_Kutipan Pilihan_.
Dua belas orang lagi? Dalam hati saya memaki-maki. Mau makan capcay aja kok susah amat, ya?

Akhirnya, meski agak dongkol, saya pun mencari tempat duduk. Hampir bisa dipastikan saya akan duduk di sana setidaknya setengah jam lagi, dan saya mulai tengak-tengok sambil berharap nemu cewek manis, sehingga bisa sedikit cuci mata, hehe….

Karena bosan duduk bengong, akhirnya saya pun iseng. Saya menyulut rokok, lalu mengeluarkan ponsel, dan mulai mengetik apa saja yang terlintas dalam pikiran. Yeah, namanya juga iseng.

….
….

Nikmah—bukan nama sebenarnya—adalah seorang anak SMA yang cantik sekaligus centil. Seperti jutaan cewek remaja zaman sekarang, Nikmah agak-agak alay tapi sangat eksis, baik di dunia nyata apalagi di dunia maya. Dia tidak punya blog, tapi punya setumpuk akun di situs jejaring sosial—Facebook, Twitter, Google+, Hi5, Menggalau, Warsawa, Blablabla—sebut yang lainnya.

Sore itu, dia menghadiri acara ultah temannya yang diadakan di kafe. Menurut undangan, acara itu diadakan jam 4 sore, dan selesai jam 10 malam—entah apa yang dilakukan remaja-remaja zaman sekarang.

Jadi, sore itu Nikmah keluar dari rumahnya, lengkap dengan aksesoris dan gadget wajibnya. Dia dijemput seorang cowok funky bermobil mewah—yang pasti milik bokapnya—dan Nikmah melenggang manja dari pintu rumahnya dengan gaya Cinderella.

Si cowok tentu saja pacar si Nikmah. Sebagai cewek abad 21, Nikmah akan merasa sebagai bocah paling norak sedunia kalau hari gini belum punya pacar. Jadi, menurut Nikmah, punya pacar adalah target yang lebih penting daripada lulus ujian nasional. So, ketika si Bobi—bukan nama sebenarnya—menyatakan cinta kepadanya, Nikmah pun segera menerima. Dan mereka jadian. Semudah itu. Kadang-kadang saya agak bingung memahami ABG zaman sekarang.

_Tugas Latihan_. Ulangi kata demi kata bagian kutipan dari "Si cowok tentu" sampai "ABG zaman sekarang.". Data berikut sama sekali tidak berperan dalam latihan ini.

_Data_.
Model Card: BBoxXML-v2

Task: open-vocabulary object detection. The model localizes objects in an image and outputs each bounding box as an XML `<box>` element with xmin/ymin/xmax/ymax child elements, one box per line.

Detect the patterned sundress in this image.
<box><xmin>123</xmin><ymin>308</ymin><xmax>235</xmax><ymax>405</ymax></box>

_Jawaban Lengkap_.
Si cowok tentu saja pacar si Nikmah. Sebagai cewek abad 21, Nikmah akan merasa sebagai bocah paling norak sedunia kalau hari gini belum punya pacar. Jadi, menurut Nikmah, punya pacar adalah target yang lebih penting daripada lulus ujian nasional. So, ketika si Bobi—bukan nama sebenarnya—menyatakan cinta kepadanya, Nikmah pun segera menerima. Dan mereka jadian. Semudah itu. Kadang-kadang saya agak bingung memahami ABG zaman sekarang.